» Exercise: From the data, copy out every line in which the word "highway" appears.

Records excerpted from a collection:
══════════

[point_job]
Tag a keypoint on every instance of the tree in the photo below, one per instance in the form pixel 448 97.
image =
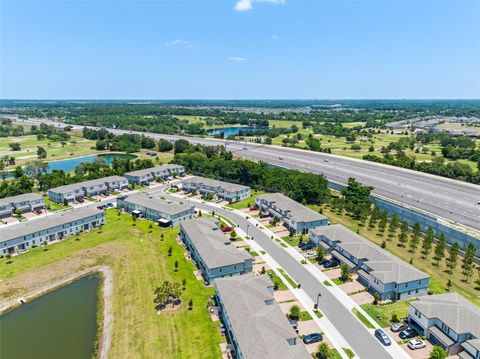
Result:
pixel 294 312
pixel 320 254
pixel 468 261
pixel 357 198
pixel 323 351
pixel 440 249
pixel 437 353
pixel 383 221
pixel 427 243
pixel 415 239
pixel 403 238
pixel 453 257
pixel 345 272
pixel 14 146
pixel 164 145
pixel 392 228
pixel 41 152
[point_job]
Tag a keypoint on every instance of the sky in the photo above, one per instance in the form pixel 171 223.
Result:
pixel 240 49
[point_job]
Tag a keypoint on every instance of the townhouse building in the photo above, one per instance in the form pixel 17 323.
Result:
pixel 380 271
pixel 78 191
pixel 212 251
pixel 20 237
pixel 156 209
pixel 254 323
pixel 28 202
pixel 449 321
pixel 147 175
pixel 230 192
pixel 295 217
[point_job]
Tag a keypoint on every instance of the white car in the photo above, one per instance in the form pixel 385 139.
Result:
pixel 416 344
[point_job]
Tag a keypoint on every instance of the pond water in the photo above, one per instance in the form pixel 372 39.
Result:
pixel 59 324
pixel 231 130
pixel 69 164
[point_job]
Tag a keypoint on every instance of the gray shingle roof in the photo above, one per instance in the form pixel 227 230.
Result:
pixel 227 186
pixel 385 267
pixel 95 182
pixel 157 204
pixel 150 170
pixel 298 212
pixel 261 330
pixel 40 224
pixel 213 246
pixel 453 310
pixel 20 198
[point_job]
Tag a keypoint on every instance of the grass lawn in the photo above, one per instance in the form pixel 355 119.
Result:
pixel 276 280
pixel 247 202
pixel 438 276
pixel 140 263
pixel 362 318
pixel 383 314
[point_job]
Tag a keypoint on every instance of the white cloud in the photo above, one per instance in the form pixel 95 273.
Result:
pixel 180 42
pixel 245 5
pixel 237 58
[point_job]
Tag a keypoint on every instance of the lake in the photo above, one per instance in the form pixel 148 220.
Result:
pixel 227 131
pixel 69 164
pixel 59 324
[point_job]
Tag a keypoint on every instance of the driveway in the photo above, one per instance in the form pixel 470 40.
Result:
pixel 359 337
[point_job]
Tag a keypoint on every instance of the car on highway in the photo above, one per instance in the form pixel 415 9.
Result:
pixel 382 337
pixel 408 333
pixel 312 338
pixel 330 264
pixel 416 344
pixel 398 327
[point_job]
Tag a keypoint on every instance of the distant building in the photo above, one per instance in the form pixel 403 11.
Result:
pixel 449 321
pixel 78 191
pixel 231 192
pixel 20 237
pixel 295 216
pixel 212 251
pixel 156 209
pixel 254 324
pixel 380 271
pixel 147 175
pixel 28 202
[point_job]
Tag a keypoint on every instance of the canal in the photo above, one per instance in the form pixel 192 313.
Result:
pixel 59 324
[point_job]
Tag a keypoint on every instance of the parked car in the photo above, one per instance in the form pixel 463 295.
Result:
pixel 383 337
pixel 312 338
pixel 330 264
pixel 408 333
pixel 398 327
pixel 416 344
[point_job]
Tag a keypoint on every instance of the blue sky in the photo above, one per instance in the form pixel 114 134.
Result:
pixel 227 49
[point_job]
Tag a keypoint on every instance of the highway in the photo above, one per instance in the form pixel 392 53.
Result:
pixel 444 198
pixel 361 341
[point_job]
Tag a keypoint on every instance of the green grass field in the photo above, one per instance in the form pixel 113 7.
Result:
pixel 140 263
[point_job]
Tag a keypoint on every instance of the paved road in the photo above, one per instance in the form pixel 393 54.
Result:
pixel 361 341
pixel 442 197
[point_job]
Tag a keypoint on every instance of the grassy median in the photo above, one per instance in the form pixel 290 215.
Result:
pixel 138 256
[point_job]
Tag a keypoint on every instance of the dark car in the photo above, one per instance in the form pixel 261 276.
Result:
pixel 408 333
pixel 329 264
pixel 383 337
pixel 313 338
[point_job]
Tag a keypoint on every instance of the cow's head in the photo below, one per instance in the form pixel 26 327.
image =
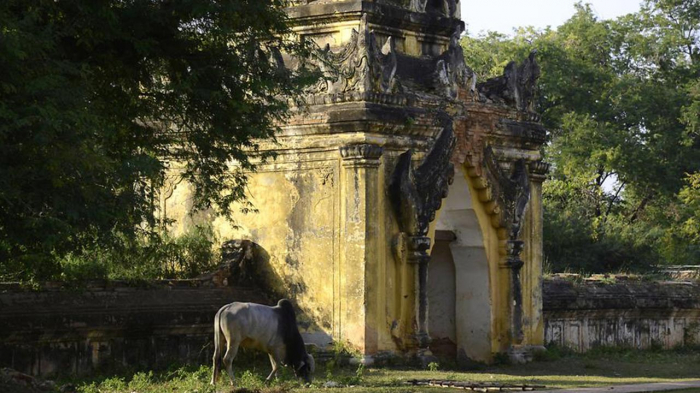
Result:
pixel 306 368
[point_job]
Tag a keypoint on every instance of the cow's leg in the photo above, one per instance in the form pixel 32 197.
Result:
pixel 231 351
pixel 218 348
pixel 273 373
pixel 276 358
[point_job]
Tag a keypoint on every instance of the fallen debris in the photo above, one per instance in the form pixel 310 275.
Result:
pixel 475 386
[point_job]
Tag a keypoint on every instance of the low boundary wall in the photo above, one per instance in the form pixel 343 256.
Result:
pixel 581 316
pixel 109 325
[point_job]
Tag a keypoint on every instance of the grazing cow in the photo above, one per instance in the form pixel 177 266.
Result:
pixel 270 329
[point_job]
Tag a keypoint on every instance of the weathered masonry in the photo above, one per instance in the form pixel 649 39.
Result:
pixel 631 314
pixel 403 211
pixel 111 324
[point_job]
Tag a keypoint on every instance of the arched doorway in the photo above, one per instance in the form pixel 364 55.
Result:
pixel 441 297
pixel 463 249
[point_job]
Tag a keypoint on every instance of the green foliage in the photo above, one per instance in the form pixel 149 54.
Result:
pixel 156 257
pixel 621 100
pixel 99 99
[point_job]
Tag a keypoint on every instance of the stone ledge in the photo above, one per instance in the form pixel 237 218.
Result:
pixel 562 295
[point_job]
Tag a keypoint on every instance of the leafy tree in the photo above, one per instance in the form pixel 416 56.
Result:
pixel 620 98
pixel 99 98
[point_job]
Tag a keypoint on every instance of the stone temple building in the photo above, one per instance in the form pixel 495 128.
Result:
pixel 403 213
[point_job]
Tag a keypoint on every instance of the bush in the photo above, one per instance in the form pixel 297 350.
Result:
pixel 155 257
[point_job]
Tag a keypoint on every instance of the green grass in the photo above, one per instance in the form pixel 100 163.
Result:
pixel 555 369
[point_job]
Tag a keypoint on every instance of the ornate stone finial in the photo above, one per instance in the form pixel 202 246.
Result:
pixel 445 7
pixel 538 170
pixel 451 72
pixel 516 87
pixel 512 191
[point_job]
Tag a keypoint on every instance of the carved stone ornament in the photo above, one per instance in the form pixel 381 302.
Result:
pixel 361 151
pixel 451 72
pixel 511 189
pixel 360 65
pixel 417 193
pixel 516 87
pixel 444 7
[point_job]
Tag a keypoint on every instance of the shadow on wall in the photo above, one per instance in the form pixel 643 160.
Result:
pixel 245 263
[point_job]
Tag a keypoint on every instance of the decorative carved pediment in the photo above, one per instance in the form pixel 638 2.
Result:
pixel 511 189
pixel 359 66
pixel 417 192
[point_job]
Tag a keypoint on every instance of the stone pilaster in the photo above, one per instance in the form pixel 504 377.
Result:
pixel 361 247
pixel 532 271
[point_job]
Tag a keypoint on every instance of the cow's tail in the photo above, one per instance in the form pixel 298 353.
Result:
pixel 218 347
pixel 295 349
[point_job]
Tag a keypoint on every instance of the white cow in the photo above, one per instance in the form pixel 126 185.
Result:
pixel 270 329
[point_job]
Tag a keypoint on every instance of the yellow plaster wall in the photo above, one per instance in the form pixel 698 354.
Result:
pixel 499 275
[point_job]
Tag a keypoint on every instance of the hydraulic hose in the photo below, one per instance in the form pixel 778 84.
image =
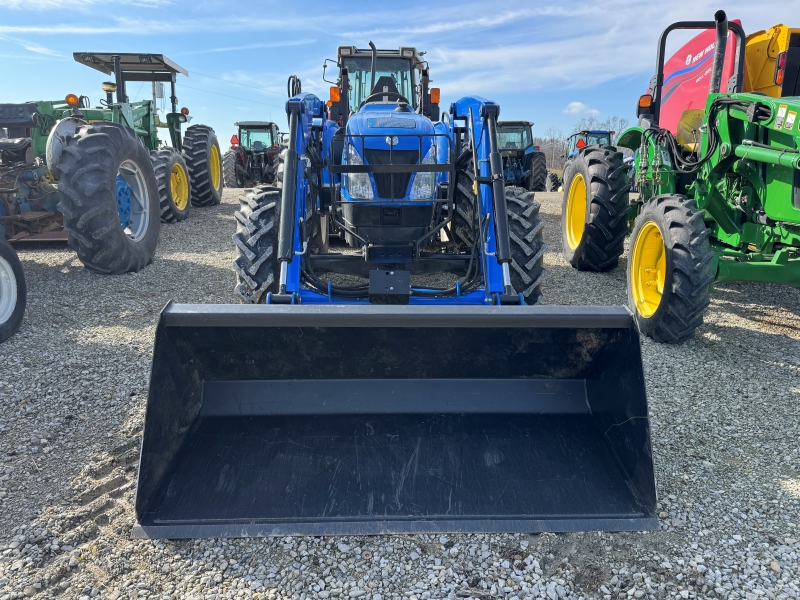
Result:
pixel 715 82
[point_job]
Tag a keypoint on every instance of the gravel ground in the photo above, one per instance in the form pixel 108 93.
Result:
pixel 725 409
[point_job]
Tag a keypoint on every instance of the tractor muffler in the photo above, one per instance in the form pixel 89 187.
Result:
pixel 371 419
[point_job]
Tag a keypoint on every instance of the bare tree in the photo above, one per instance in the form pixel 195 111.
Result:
pixel 554 145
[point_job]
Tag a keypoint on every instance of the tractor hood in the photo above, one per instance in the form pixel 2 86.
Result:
pixel 382 125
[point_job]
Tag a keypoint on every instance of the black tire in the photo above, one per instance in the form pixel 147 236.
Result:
pixel 256 239
pixel 464 220
pixel 538 176
pixel 551 183
pixel 527 247
pixel 87 181
pixel 605 224
pixel 199 145
pixel 168 163
pixel 688 276
pixel 229 174
pixel 13 291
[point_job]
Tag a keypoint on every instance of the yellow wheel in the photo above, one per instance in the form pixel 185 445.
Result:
pixel 179 186
pixel 174 184
pixel 648 269
pixel 215 167
pixel 204 162
pixel 575 213
pixel 669 268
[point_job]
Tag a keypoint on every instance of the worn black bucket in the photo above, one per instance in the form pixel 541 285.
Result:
pixel 281 420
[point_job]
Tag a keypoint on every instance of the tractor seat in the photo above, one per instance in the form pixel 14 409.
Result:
pixel 385 84
pixel 689 129
pixel 15 143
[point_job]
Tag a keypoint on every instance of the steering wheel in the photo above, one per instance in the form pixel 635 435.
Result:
pixel 391 95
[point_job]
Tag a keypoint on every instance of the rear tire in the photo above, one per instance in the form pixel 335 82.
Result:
pixel 174 186
pixel 527 247
pixel 256 239
pixel 88 180
pixel 13 291
pixel 229 175
pixel 669 270
pixel 594 216
pixel 536 181
pixel 464 224
pixel 204 159
pixel 551 183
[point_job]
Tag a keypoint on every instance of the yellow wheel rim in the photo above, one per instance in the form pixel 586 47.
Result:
pixel 576 210
pixel 648 269
pixel 215 167
pixel 179 186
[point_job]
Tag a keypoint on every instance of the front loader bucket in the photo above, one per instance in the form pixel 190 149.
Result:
pixel 313 420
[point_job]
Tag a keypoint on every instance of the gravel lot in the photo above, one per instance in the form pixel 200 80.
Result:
pixel 725 410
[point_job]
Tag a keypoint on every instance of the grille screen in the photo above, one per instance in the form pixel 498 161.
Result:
pixel 391 185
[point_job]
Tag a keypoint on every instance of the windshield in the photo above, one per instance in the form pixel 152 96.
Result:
pixel 516 138
pixel 248 137
pixel 360 73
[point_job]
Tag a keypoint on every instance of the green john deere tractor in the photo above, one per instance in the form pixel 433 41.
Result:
pixel 718 202
pixel 100 174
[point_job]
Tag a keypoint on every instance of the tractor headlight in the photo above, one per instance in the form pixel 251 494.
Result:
pixel 358 184
pixel 424 184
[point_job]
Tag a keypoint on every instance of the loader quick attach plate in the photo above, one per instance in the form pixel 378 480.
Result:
pixel 313 420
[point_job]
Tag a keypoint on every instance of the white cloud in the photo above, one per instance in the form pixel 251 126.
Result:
pixel 579 108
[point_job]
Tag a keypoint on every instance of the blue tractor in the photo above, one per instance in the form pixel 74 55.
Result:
pixel 344 395
pixel 397 184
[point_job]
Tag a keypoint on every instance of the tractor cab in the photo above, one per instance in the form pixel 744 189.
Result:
pixel 514 138
pixel 133 67
pixel 584 139
pixel 256 136
pixel 253 157
pixel 372 75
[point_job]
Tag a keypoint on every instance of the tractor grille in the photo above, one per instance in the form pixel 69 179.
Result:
pixel 391 185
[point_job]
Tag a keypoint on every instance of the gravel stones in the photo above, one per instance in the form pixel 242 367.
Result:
pixel 724 411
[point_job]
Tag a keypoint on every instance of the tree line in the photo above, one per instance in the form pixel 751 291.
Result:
pixel 554 141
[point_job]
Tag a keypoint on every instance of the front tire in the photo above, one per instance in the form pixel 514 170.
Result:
pixel 537 179
pixel 669 271
pixel 527 247
pixel 109 198
pixel 204 159
pixel 172 177
pixel 229 175
pixel 256 239
pixel 594 217
pixel 13 291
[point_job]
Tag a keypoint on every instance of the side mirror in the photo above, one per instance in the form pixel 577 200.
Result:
pixel 645 105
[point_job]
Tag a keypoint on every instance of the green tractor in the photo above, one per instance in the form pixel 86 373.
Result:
pixel 100 174
pixel 718 202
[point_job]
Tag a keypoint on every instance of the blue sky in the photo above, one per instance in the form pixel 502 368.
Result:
pixel 545 61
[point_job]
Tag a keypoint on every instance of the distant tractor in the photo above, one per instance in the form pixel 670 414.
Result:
pixel 253 157
pixel 100 174
pixel 524 165
pixel 719 197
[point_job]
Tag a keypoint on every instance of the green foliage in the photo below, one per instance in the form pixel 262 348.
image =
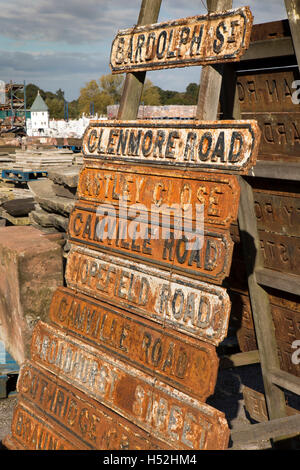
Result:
pixel 105 91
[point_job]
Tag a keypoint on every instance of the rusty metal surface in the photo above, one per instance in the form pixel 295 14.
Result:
pixel 268 91
pixel 158 190
pixel 280 135
pixel 206 256
pixel 190 306
pixel 277 211
pixel 281 253
pixel 226 146
pixel 185 363
pixel 165 412
pixel 198 40
pixel 32 431
pixel 96 426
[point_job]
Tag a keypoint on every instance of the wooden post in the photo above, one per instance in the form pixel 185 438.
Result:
pixel 211 76
pixel 134 82
pixel 293 13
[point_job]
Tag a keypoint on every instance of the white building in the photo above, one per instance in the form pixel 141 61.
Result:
pixel 39 120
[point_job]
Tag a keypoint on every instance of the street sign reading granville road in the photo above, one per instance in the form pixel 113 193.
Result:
pixel 163 411
pixel 224 146
pixel 185 363
pixel 190 306
pixel 198 40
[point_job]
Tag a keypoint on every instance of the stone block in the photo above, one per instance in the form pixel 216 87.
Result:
pixel 31 268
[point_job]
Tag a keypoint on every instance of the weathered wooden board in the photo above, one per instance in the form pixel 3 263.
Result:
pixel 161 190
pixel 277 212
pixel 207 256
pixel 170 415
pixel 32 431
pixel 280 252
pixel 255 404
pixel 190 306
pixel 184 363
pixel 198 40
pixel 268 91
pixel 280 135
pixel 226 146
pixel 94 424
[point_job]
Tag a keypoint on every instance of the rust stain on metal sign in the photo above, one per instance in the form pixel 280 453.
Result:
pixel 281 253
pixel 227 146
pixel 198 40
pixel 33 432
pixel 183 362
pixel 94 424
pixel 165 412
pixel 278 213
pixel 271 91
pixel 190 306
pixel 159 192
pixel 207 256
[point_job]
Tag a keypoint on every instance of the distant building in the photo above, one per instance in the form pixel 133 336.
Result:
pixel 39 121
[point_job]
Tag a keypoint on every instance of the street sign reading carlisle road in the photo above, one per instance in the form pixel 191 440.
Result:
pixel 224 146
pixel 198 40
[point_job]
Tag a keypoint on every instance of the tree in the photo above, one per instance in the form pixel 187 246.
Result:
pixel 150 95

══════════

» Solution to this problem:
Tag a keypoint on every instance of the car on highway in the photo above, one per instance in the form pixel 415 9.
Tag a keypoint on every instance of the highway in the photo above, one per instance in the form pixel 392 53.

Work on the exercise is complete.